--- Object location annotation data ---
## BEGIN
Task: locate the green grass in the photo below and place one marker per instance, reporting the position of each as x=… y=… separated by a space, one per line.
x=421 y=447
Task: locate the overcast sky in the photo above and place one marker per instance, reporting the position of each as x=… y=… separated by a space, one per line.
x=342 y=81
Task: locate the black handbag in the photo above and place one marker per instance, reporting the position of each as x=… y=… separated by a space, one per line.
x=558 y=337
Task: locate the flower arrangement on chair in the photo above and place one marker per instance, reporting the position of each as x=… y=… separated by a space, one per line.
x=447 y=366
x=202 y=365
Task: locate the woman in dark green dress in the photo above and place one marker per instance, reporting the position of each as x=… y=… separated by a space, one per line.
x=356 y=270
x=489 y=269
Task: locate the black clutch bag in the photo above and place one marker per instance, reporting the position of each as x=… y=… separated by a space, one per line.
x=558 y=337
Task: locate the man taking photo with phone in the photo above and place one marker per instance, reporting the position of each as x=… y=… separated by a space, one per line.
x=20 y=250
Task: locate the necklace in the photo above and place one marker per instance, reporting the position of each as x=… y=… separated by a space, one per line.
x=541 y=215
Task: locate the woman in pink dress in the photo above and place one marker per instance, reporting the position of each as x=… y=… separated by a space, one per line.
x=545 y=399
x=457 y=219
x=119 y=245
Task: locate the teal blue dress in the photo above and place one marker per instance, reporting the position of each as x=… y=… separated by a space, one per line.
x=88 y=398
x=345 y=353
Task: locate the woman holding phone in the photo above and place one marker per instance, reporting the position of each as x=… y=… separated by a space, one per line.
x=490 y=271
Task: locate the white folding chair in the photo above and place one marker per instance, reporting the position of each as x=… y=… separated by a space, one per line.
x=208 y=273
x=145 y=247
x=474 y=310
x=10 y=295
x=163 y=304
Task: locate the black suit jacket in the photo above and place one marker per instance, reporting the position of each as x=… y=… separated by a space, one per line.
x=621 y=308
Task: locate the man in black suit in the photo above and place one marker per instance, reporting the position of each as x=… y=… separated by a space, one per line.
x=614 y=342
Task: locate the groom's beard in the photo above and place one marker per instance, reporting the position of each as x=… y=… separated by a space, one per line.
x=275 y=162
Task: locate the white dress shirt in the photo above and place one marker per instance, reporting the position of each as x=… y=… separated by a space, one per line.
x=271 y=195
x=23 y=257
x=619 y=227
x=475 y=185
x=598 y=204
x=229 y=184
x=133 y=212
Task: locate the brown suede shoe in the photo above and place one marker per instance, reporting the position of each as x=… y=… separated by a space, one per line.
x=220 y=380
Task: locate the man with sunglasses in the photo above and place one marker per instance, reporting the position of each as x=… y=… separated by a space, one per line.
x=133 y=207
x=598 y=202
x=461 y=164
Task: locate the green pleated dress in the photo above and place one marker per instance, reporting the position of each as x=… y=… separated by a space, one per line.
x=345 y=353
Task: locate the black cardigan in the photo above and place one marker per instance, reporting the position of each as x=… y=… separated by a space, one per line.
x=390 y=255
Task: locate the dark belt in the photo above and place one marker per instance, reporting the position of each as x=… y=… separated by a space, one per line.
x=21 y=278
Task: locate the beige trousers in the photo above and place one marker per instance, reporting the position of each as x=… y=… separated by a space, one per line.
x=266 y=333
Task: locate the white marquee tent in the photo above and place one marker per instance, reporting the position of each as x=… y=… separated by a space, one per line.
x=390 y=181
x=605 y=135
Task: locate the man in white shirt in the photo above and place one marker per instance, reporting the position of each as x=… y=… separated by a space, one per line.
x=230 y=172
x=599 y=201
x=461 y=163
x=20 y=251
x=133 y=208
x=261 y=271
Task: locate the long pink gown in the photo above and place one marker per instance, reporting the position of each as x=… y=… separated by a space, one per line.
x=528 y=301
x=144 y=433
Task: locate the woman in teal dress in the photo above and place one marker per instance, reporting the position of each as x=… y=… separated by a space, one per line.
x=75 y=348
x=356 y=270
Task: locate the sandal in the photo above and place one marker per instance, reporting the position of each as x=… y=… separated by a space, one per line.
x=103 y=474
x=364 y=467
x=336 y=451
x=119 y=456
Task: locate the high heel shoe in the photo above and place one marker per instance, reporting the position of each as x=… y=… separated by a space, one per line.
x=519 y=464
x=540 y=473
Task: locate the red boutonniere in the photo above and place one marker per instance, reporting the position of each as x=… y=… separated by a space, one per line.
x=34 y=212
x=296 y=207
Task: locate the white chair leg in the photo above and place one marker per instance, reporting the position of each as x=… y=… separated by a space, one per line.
## END
--- The problem ---
Reproduce verbatim the lines of the data above, from the line containing "Task: locate the woman holding" through the line containing "x=133 y=212", with both of those lines included.

--- Response ---
Task: locate the woman holding phone in the photo above and place one marker per instance, reporting the position of each as x=… y=… separated by a space, one per line.
x=490 y=271
Task: locate the white folding chair in the photo above and place one marker per instance, reporting the position of each as x=… y=… separated by a space, one per line.
x=208 y=273
x=145 y=247
x=474 y=310
x=10 y=295
x=163 y=304
Task: locate the black suit jacket in the photo above and place one marker per instance, reporting the position of each as x=… y=… separated by a space, one per line.
x=621 y=308
Task: locate the man in black suit in the photo above and place one marker per instance, reporting the position of each as x=… y=… separated by a space, one per line.
x=614 y=342
Task: locate the groom's beard in the photo above and place one marker per instance, reporting the position of each as x=… y=… separated by a space, one per line.
x=275 y=162
Task: locate the white dress shirt in the photo above and place one marker per instance, reporting the position of each as x=… y=… separated by a space, one per line.
x=271 y=195
x=23 y=257
x=619 y=227
x=475 y=185
x=598 y=204
x=229 y=184
x=133 y=212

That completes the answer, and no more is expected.